• [INSTRUCTION]: Reproduce the material below in full, switching "red palm fruit" to "oil palm fruitlet" and leaving everything else unchanged.

• [MATERIALS PROVIDED]:
------------------------------------------------------------
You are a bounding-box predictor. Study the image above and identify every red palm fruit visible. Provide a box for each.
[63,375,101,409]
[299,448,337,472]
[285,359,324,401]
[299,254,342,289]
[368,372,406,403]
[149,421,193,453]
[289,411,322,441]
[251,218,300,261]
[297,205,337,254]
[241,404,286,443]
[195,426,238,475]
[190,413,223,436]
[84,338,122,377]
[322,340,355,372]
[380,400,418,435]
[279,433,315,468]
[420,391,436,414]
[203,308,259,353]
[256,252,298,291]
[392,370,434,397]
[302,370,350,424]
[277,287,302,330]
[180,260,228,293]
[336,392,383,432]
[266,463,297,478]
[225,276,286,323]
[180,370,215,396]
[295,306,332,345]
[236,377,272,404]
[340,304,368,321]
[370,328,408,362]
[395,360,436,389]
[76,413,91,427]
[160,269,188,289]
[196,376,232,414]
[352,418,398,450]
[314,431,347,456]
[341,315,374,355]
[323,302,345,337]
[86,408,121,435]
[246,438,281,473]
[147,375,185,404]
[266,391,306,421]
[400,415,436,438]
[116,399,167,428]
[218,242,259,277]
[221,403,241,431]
------------------------------------------------------------
• [ANSWER TO THIS EXERCISE]:
You are a bounding-box predictor. Study the image above and identify every oil palm fruitlet visible. Provide a box for each.
[63,375,101,409]
[299,448,337,472]
[285,359,324,401]
[299,254,342,289]
[368,372,406,403]
[149,421,193,453]
[289,411,322,441]
[251,218,300,261]
[297,205,337,254]
[241,404,286,443]
[195,426,238,475]
[190,413,223,436]
[84,338,122,377]
[322,340,355,372]
[380,400,418,435]
[279,433,315,468]
[420,391,436,414]
[203,308,259,353]
[256,252,298,291]
[392,370,434,397]
[302,370,350,424]
[277,287,302,330]
[180,260,228,293]
[336,392,383,432]
[266,463,297,478]
[225,276,286,323]
[180,370,215,396]
[295,306,332,345]
[236,377,272,404]
[340,304,368,321]
[370,328,408,362]
[395,360,436,389]
[76,413,91,427]
[160,269,188,289]
[196,376,232,414]
[352,418,398,450]
[314,431,347,456]
[341,315,374,355]
[323,302,345,337]
[86,408,121,435]
[246,438,281,473]
[147,375,185,404]
[266,391,306,421]
[400,415,436,438]
[116,399,167,428]
[218,242,259,277]
[221,403,241,431]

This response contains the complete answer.